Recorded data
■ ■ ■ ■
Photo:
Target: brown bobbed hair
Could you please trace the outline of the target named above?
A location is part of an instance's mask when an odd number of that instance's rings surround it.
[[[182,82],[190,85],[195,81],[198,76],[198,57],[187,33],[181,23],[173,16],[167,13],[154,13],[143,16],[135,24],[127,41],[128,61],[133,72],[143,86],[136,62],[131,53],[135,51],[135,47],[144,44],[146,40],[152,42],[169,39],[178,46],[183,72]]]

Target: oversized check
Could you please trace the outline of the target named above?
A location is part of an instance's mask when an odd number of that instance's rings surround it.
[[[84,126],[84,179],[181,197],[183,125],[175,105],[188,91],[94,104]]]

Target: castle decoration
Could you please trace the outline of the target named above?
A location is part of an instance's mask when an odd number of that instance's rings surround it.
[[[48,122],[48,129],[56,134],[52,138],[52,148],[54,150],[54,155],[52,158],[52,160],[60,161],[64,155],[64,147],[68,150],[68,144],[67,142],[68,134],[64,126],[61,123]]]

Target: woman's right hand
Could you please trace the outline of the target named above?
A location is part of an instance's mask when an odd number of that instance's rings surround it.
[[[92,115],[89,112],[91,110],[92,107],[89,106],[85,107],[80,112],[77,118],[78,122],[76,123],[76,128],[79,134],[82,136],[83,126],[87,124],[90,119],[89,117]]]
■ ■ ■ ■
AIM OF THE EXERCISE
Copy every line of the material above word for word.

SOLUTION TO THIS PROBLEM
Photo:
Target: brown bobbed hair
Could you please trace the outline of the target named above?
A location is part of an instance's mask when an odd number of that instance's rings surround it.
[[[182,82],[190,85],[195,81],[198,76],[198,57],[187,33],[181,23],[173,16],[167,13],[154,13],[143,16],[135,24],[127,41],[128,61],[133,72],[143,86],[136,62],[131,53],[135,51],[135,47],[144,44],[146,40],[152,42],[169,39],[178,46],[183,72]]]

Target: oversized check
Could you please trace the outline of the target named above?
A location is part of an instance's mask when an odd number of that instance's rings surround it.
[[[84,126],[84,179],[181,197],[183,125],[175,105],[188,91],[94,104]]]

Target: castle decoration
Could you please trace the outline of the target named above?
A location is part of an instance's mask when an odd number of that instance's rings surround it.
[[[48,122],[48,129],[56,134],[52,138],[52,148],[54,150],[54,155],[52,158],[52,160],[60,161],[64,155],[64,147],[68,150],[68,144],[67,142],[68,134],[64,126],[61,123]]]

Target: woman's right hand
Could you please trace the outline of the target named above?
A location is part of an instance's mask when an odd number of that instance's rings surround it.
[[[92,115],[89,112],[91,110],[92,107],[89,106],[85,107],[80,112],[77,118],[78,122],[76,123],[76,128],[79,134],[82,136],[83,126],[87,124],[90,119],[89,117]]]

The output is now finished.